## WHAT IS BEING ASKED
Could you recast the entire listing below as a JSON list of strings, with one string per line, skipping blank lines and leaving out the pictures?

## PROVIDED RECORDS
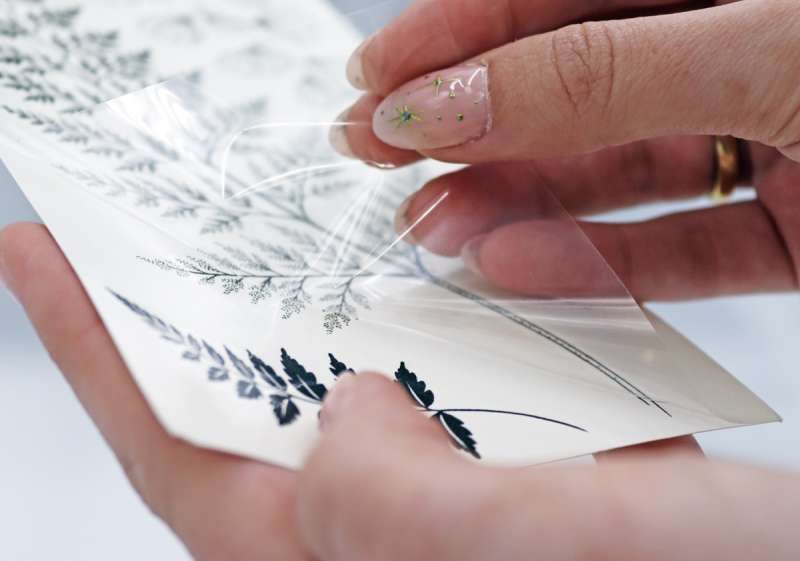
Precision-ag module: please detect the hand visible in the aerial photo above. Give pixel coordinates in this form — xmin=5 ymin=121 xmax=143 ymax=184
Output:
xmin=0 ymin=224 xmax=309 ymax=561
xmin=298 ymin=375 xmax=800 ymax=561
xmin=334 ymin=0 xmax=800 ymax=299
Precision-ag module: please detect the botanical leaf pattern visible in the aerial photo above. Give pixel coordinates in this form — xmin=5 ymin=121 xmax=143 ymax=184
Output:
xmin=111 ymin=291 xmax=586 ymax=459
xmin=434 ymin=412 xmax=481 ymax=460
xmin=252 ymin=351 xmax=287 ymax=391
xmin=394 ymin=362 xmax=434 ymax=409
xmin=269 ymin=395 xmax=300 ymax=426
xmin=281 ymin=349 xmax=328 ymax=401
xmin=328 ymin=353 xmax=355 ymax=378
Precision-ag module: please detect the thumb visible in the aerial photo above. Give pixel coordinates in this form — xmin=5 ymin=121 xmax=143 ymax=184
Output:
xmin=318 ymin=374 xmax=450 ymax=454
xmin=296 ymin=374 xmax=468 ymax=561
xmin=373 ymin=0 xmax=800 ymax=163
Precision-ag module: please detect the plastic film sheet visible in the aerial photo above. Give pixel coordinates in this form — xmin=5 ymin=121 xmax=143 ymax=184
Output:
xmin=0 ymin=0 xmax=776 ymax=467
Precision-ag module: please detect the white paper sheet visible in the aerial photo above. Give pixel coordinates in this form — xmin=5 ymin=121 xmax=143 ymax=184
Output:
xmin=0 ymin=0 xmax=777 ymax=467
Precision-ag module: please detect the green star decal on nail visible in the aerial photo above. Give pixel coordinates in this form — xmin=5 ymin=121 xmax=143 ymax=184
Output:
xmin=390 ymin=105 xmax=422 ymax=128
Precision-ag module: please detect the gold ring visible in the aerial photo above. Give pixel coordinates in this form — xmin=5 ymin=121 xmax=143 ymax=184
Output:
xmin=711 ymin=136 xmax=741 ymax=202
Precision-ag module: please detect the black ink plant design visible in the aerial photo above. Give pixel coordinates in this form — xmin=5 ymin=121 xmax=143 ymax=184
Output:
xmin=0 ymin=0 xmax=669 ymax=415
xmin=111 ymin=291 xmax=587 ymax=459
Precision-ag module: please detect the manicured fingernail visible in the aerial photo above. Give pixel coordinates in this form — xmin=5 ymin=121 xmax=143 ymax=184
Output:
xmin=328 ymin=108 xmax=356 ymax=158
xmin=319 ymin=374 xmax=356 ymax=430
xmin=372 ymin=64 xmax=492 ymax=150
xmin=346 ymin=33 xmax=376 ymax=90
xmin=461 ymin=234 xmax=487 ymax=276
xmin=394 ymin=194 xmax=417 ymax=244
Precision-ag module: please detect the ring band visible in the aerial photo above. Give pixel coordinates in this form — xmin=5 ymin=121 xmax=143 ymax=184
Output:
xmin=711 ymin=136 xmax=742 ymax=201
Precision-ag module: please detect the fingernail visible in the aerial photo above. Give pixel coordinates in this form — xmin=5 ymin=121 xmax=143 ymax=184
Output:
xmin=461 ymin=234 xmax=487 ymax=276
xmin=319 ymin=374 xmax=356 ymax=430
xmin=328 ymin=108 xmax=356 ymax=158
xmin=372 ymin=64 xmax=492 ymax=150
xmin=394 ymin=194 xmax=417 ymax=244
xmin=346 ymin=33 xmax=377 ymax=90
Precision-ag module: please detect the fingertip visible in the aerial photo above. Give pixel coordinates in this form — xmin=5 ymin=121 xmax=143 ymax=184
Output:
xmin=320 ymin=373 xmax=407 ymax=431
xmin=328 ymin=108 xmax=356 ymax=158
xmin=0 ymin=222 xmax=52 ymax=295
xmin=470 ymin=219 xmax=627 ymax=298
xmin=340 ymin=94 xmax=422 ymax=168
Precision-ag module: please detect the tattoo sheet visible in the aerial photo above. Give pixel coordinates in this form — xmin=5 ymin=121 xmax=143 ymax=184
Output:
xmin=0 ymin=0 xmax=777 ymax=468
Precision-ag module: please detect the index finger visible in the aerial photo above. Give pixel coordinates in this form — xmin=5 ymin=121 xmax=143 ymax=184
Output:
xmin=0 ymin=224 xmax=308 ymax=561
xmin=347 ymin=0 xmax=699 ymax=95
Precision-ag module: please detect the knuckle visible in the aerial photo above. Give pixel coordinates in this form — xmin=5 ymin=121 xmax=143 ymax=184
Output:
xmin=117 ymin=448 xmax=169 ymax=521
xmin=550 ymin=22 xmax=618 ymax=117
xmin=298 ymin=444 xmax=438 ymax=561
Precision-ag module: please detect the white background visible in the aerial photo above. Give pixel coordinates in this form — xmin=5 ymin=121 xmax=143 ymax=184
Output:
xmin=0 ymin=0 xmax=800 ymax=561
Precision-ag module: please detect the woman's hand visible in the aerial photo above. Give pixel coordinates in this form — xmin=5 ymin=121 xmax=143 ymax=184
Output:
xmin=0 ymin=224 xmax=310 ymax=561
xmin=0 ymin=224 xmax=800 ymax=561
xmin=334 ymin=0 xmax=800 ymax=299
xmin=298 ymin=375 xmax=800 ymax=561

## EXERCISE OUTPUT
[
  "Precision-ag module: please detect the hand visible in the aerial photo above. Give pixel coordinates in this form — xmin=5 ymin=121 xmax=143 ymax=184",
  "Output:",
  "xmin=0 ymin=224 xmax=309 ymax=561",
  "xmin=298 ymin=375 xmax=800 ymax=561",
  "xmin=334 ymin=0 xmax=800 ymax=299",
  "Precision-ag module: please detect the botanical leaf pattern visible in the aerial photo above. Give pixel coordinates in this form — xmin=5 ymin=121 xmax=143 ymax=184",
  "Output:",
  "xmin=111 ymin=291 xmax=586 ymax=459",
  "xmin=434 ymin=412 xmax=481 ymax=460",
  "xmin=252 ymin=351 xmax=287 ymax=391",
  "xmin=394 ymin=362 xmax=434 ymax=409",
  "xmin=269 ymin=395 xmax=300 ymax=426",
  "xmin=281 ymin=349 xmax=328 ymax=401",
  "xmin=328 ymin=353 xmax=355 ymax=378",
  "Precision-ag module: please detect the thumb visible in the aerial photo above. Give pixel coordinates in this form — xmin=5 ymin=121 xmax=143 ymax=184",
  "Output:",
  "xmin=318 ymin=374 xmax=450 ymax=454",
  "xmin=296 ymin=374 xmax=468 ymax=561",
  "xmin=373 ymin=0 xmax=800 ymax=163",
  "Precision-ag module: please detect the plastic film sheet visible in the aerial photo above. Give pixel coordinates in this form — xmin=5 ymin=121 xmax=143 ymax=184",
  "Output:",
  "xmin=0 ymin=0 xmax=776 ymax=467",
  "Precision-ag module: please detect the white paper sheet visible in the aerial photo above. Give pixel coordinates in this form — xmin=5 ymin=121 xmax=143 ymax=184",
  "Output:",
  "xmin=0 ymin=0 xmax=777 ymax=467",
  "Precision-ag module: please detect the green star decal on nail visible in the aerial photo above. Give pixel coordinates in this form — xmin=5 ymin=121 xmax=143 ymax=184",
  "Output:",
  "xmin=390 ymin=105 xmax=422 ymax=128",
  "Precision-ag module: please detect the gold ring visible in the aerial photo above. Give pixel coordinates in this form — xmin=5 ymin=121 xmax=143 ymax=184",
  "Output:",
  "xmin=711 ymin=136 xmax=741 ymax=202",
  "Precision-ag module: please detect the black ink plant design visible in the aerial photo above. Give pixel coordinates in this form — xmin=5 ymin=121 xmax=143 ymax=184",
  "Output:",
  "xmin=0 ymin=0 xmax=669 ymax=415",
  "xmin=111 ymin=291 xmax=587 ymax=459",
  "Precision-ag module: please detect the manicured fingernail visible in the aerial photo above. Give pixel coordinates in this form — xmin=5 ymin=121 xmax=143 ymax=184",
  "Output:",
  "xmin=328 ymin=108 xmax=356 ymax=158",
  "xmin=319 ymin=374 xmax=356 ymax=430",
  "xmin=372 ymin=64 xmax=492 ymax=150",
  "xmin=346 ymin=33 xmax=376 ymax=90",
  "xmin=461 ymin=234 xmax=487 ymax=276",
  "xmin=394 ymin=194 xmax=417 ymax=244",
  "Precision-ag module: please detect the ring band visible in the aerial photo above. Give pixel coordinates in this form — xmin=5 ymin=121 xmax=143 ymax=184",
  "Output:",
  "xmin=711 ymin=136 xmax=742 ymax=201",
  "Precision-ag module: please detect the fingernail visible in the aerial photo above. Give pixel coordinates in this form — xmin=5 ymin=121 xmax=143 ymax=184",
  "Output:",
  "xmin=461 ymin=234 xmax=487 ymax=276",
  "xmin=319 ymin=374 xmax=356 ymax=430",
  "xmin=328 ymin=108 xmax=356 ymax=158",
  "xmin=372 ymin=64 xmax=492 ymax=150",
  "xmin=394 ymin=194 xmax=417 ymax=244",
  "xmin=346 ymin=33 xmax=377 ymax=90",
  "Precision-ag module: please detect the fingertip visible in the aerial photo above. Give pixel coordinates in this form — xmin=5 ymin=121 xmax=143 ymax=184",
  "Output:",
  "xmin=320 ymin=373 xmax=407 ymax=431",
  "xmin=328 ymin=108 xmax=356 ymax=158",
  "xmin=0 ymin=222 xmax=52 ymax=295",
  "xmin=470 ymin=219 xmax=627 ymax=298",
  "xmin=340 ymin=94 xmax=422 ymax=168",
  "Precision-ag module: please detect the tattoo sheet visible in the aerial photo above. Give pixel coordinates in this form — xmin=5 ymin=121 xmax=143 ymax=184",
  "Output:",
  "xmin=0 ymin=0 xmax=777 ymax=468",
  "Precision-ag module: please detect the index finger visible in the aerial photo above. Give pixel coordinates in this form — xmin=5 ymin=121 xmax=143 ymax=184",
  "Output:",
  "xmin=0 ymin=224 xmax=308 ymax=561",
  "xmin=347 ymin=0 xmax=699 ymax=95",
  "Precision-ag module: please detect the knuckle visible in the aerial photo above. Give pixel coordinates in this form — xmin=5 ymin=121 xmax=143 ymax=184",
  "Output:",
  "xmin=117 ymin=448 xmax=169 ymax=521",
  "xmin=550 ymin=22 xmax=618 ymax=117",
  "xmin=298 ymin=444 xmax=438 ymax=561",
  "Precision-ag module: please detect the white background visible in the aerial photo above. Give pixel coordinates in this form — xmin=5 ymin=121 xmax=143 ymax=184",
  "Output:",
  "xmin=0 ymin=0 xmax=800 ymax=561",
  "Precision-ag module: please detect the woman's hand visible in the aerial photo above. Give pixel coordinates in this form — xmin=5 ymin=121 xmax=143 ymax=184",
  "Output:",
  "xmin=0 ymin=224 xmax=310 ymax=561",
  "xmin=0 ymin=224 xmax=800 ymax=561",
  "xmin=334 ymin=0 xmax=800 ymax=299",
  "xmin=298 ymin=375 xmax=800 ymax=561"
]